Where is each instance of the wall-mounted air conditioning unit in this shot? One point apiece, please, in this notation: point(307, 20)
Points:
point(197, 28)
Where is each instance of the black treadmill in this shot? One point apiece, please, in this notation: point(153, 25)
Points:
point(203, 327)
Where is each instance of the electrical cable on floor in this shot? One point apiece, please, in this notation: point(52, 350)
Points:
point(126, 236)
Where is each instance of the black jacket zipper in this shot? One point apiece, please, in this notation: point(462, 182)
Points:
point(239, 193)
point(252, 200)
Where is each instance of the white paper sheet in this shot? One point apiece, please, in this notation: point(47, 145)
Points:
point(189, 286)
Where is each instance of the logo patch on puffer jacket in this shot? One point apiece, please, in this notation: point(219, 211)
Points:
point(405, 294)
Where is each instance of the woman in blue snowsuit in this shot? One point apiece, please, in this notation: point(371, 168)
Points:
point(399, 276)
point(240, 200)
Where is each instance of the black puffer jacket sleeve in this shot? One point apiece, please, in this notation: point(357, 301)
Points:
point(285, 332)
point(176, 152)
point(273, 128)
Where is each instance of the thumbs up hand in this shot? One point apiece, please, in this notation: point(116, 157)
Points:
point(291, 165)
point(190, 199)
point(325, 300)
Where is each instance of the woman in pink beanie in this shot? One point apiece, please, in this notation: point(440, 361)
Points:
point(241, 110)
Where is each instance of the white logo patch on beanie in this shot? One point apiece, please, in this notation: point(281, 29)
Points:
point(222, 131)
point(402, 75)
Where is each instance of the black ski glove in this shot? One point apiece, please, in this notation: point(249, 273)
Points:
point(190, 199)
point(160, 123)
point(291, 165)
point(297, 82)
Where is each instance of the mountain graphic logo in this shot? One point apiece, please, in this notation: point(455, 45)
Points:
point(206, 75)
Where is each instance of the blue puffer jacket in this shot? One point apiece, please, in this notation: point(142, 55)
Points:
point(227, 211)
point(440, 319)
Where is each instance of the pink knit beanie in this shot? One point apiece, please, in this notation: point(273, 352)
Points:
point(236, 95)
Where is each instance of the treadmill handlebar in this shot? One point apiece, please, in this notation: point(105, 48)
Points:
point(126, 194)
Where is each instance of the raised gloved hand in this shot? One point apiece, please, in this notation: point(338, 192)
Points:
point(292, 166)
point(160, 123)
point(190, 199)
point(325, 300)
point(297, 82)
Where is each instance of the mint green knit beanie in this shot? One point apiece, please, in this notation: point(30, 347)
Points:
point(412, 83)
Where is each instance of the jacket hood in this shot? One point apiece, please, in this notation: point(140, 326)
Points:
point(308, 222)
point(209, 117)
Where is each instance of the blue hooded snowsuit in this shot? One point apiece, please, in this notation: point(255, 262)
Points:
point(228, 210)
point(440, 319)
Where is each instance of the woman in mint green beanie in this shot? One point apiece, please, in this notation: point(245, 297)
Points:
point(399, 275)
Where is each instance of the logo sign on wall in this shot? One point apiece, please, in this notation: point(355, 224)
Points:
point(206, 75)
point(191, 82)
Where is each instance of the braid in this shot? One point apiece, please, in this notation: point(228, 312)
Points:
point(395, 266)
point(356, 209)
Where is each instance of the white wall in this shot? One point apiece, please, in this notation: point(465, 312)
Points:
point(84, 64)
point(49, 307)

------------------------

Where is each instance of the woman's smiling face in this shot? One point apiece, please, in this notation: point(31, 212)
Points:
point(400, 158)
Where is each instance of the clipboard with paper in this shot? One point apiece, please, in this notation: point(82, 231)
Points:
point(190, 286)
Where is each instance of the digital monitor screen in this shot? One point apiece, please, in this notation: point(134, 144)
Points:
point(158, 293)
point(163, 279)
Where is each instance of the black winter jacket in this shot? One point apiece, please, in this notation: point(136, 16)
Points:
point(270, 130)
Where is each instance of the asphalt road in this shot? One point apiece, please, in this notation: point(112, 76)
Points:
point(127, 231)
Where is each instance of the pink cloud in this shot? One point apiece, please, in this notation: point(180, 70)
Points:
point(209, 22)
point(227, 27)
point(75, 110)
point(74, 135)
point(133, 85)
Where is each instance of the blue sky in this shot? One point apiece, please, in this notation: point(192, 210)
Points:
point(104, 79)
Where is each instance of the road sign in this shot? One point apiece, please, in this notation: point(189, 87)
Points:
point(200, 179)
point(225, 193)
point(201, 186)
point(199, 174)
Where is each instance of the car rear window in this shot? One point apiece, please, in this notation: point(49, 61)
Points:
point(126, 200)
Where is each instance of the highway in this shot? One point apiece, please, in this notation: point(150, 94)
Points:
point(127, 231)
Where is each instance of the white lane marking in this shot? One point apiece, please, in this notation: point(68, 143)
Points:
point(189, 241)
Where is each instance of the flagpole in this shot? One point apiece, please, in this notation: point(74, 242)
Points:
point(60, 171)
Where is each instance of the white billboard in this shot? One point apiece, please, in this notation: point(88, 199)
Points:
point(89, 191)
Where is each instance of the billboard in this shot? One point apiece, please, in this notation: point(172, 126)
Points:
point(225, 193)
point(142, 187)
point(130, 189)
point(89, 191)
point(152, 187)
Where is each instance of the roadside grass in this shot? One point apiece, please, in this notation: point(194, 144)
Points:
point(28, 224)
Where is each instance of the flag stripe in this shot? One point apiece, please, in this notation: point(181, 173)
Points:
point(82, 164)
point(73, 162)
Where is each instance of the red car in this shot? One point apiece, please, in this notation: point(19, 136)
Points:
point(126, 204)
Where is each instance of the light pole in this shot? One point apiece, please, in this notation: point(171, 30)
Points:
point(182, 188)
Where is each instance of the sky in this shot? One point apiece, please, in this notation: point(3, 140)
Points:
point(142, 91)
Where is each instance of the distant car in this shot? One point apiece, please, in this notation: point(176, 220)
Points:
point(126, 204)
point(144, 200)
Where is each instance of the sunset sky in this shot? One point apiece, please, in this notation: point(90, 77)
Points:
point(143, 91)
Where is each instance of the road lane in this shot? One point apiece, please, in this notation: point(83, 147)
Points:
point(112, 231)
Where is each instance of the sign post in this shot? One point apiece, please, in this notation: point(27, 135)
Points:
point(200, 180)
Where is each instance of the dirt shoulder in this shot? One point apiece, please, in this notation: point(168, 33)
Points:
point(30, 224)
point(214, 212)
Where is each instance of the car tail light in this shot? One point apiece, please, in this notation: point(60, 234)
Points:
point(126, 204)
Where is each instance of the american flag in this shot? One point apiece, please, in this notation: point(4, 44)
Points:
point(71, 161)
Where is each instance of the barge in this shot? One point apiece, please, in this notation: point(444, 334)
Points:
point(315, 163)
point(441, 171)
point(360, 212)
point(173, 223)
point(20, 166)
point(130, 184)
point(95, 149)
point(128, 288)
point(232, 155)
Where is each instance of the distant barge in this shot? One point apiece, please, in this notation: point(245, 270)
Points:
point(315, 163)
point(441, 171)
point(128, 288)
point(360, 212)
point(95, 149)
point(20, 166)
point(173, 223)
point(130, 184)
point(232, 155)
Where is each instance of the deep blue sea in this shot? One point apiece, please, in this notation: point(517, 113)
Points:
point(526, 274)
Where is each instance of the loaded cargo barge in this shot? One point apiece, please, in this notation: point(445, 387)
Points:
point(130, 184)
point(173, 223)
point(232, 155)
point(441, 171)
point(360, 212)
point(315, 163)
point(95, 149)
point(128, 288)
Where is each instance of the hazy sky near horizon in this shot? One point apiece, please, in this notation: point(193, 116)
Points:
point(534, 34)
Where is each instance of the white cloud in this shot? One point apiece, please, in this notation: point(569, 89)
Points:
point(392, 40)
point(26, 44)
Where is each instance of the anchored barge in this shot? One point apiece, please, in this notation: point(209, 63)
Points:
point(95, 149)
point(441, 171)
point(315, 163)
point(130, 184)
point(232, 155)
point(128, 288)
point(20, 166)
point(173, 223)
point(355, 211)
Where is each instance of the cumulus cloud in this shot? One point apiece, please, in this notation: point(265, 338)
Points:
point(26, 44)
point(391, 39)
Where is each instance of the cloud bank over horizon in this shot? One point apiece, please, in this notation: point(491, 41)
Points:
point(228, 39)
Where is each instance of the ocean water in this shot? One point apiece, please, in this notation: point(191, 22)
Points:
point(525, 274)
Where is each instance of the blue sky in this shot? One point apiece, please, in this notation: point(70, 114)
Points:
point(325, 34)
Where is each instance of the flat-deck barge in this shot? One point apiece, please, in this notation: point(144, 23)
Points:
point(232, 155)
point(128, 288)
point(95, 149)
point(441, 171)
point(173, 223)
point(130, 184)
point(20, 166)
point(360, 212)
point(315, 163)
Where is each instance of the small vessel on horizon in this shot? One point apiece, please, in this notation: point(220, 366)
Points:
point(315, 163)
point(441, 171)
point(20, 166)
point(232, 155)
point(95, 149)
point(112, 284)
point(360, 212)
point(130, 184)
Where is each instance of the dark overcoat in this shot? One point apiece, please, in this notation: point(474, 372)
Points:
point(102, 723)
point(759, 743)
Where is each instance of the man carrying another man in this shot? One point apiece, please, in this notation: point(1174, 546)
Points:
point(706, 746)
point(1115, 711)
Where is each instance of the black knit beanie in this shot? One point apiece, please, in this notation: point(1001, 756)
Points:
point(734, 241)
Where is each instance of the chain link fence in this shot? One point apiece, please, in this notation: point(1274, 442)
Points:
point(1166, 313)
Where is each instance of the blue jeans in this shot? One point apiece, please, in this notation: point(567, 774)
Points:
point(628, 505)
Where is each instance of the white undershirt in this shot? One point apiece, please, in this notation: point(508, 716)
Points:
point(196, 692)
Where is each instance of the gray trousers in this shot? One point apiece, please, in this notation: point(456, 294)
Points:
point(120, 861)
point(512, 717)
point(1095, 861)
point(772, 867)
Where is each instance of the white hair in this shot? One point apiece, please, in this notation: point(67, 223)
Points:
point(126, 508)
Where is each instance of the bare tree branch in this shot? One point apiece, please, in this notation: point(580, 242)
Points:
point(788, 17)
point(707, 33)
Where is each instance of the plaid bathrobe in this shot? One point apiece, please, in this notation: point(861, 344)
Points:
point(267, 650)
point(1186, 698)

------------------------

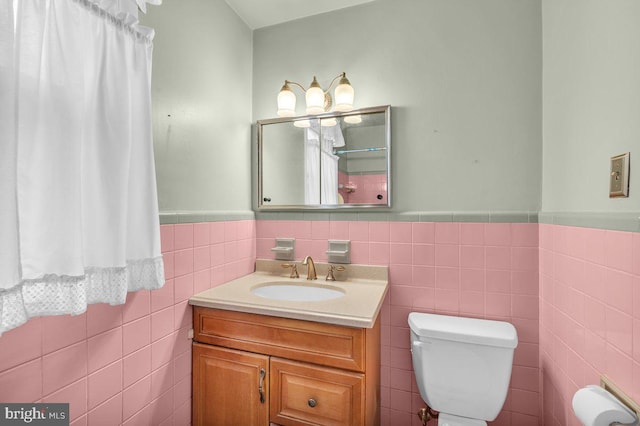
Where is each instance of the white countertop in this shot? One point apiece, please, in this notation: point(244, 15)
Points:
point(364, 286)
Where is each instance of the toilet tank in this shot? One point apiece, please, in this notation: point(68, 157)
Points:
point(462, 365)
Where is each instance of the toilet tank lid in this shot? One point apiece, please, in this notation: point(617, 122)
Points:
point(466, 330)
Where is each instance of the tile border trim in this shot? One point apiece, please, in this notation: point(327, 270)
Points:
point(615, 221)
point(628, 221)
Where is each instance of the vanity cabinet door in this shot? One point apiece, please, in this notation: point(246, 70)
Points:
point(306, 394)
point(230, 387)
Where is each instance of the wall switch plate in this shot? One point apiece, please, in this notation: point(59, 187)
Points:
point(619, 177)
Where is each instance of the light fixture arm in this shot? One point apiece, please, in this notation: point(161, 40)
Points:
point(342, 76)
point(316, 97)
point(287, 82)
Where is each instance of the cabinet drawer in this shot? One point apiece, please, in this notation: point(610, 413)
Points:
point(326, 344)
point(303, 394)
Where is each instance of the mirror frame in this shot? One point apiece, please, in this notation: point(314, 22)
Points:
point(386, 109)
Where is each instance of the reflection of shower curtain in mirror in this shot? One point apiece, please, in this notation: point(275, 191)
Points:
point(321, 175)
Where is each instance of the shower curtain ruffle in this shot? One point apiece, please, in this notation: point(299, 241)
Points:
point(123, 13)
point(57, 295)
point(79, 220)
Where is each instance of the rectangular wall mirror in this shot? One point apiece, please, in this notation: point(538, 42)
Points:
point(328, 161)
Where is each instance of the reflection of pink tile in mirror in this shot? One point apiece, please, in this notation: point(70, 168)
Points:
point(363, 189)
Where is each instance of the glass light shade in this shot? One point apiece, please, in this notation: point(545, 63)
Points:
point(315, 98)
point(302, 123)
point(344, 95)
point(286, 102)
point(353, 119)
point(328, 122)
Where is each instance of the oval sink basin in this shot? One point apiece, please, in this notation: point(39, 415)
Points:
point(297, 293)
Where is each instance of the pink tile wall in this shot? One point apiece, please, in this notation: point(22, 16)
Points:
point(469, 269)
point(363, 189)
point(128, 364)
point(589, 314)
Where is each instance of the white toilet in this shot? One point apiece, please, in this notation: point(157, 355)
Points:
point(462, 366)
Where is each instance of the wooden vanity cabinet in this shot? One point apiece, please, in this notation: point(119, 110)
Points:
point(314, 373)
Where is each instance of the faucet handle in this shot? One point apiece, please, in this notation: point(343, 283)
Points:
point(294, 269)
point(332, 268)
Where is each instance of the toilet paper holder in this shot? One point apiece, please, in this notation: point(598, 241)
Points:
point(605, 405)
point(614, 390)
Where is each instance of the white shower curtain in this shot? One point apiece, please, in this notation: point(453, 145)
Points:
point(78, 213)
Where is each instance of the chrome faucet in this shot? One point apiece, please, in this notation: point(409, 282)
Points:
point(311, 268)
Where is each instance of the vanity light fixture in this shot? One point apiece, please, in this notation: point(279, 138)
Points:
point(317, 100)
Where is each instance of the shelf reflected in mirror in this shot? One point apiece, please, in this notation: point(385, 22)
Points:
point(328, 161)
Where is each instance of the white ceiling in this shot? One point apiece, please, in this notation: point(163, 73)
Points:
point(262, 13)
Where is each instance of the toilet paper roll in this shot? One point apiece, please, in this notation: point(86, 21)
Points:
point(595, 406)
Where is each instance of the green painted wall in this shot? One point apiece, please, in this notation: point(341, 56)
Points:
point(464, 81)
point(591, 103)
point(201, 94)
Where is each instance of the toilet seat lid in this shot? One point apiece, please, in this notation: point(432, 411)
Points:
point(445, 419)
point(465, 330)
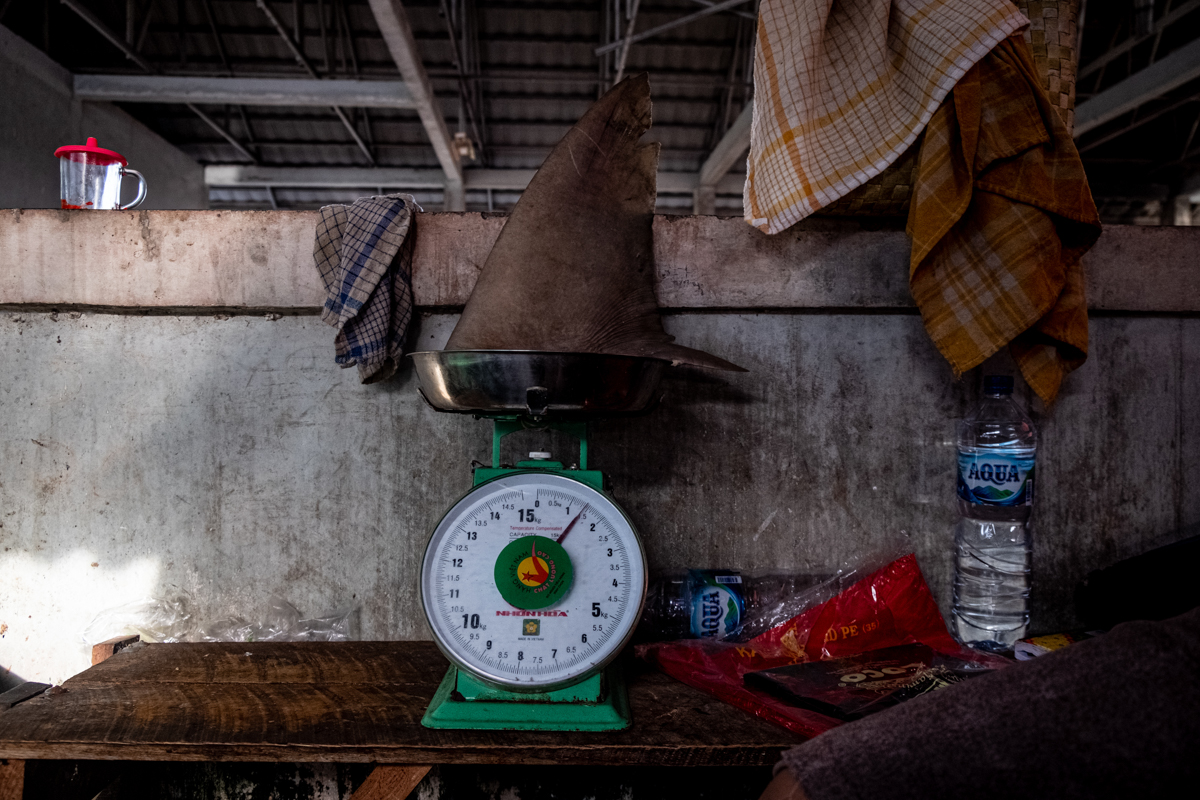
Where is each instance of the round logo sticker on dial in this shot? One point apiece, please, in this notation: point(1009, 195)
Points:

------------------------

__What is expected__
Please echo everything in the entries from the line containing "Where is each instance of the flat-deck" down to the line containing "point(707, 33)", including both of those lines, without altering anything.

__Exercise output__
Where is each instance of the flat-deck barge in this shot? One point apiece, please, in this notation: point(144, 23)
Points:
point(232, 155)
point(128, 288)
point(95, 149)
point(441, 171)
point(173, 223)
point(130, 184)
point(20, 166)
point(360, 212)
point(315, 163)
Where is each instance of the small vessel on horizon in this shot? One point apiece, please, in this notation: point(220, 366)
Points:
point(315, 163)
point(441, 171)
point(20, 166)
point(232, 155)
point(95, 149)
point(112, 284)
point(360, 212)
point(130, 184)
Where is each instance of the dark overcoat in this shot? One point apiece, please, in this notation: point(474, 372)
Points:
point(102, 723)
point(759, 743)
Where is each instance of the man carrying another man in this shot? One point apiece, please, in this notation: point(1174, 546)
Points:
point(706, 746)
point(1115, 711)
Where is each instance of the black knit beanie in this shot? One point apiece, please, in this notation: point(1001, 756)
Points:
point(734, 241)
Where is each instance of the chain link fence in this shot? One point apiece, please, in this notation: point(1274, 442)
Points:
point(1166, 313)
Where is each instance of the blue jeans in this shot? One point apiece, please, in this notation: point(567, 774)
Points:
point(628, 505)
Where is each instance of the white undershirt in this shot? One point apiece, please, in this notation: point(508, 716)
Points:
point(196, 692)
Where is each instance of the gray trousers in this shot? One point apiece, please, in this notation: point(456, 294)
Points:
point(120, 861)
point(512, 717)
point(1095, 861)
point(772, 867)
Where is each instance of the white hair in this shot? One point apiece, please, in this notation: point(67, 223)
Points:
point(126, 508)
Where is each instance of the bare tree branch in this shot? One point apiece, please, in this notation: point(580, 242)
Points:
point(788, 17)
point(707, 33)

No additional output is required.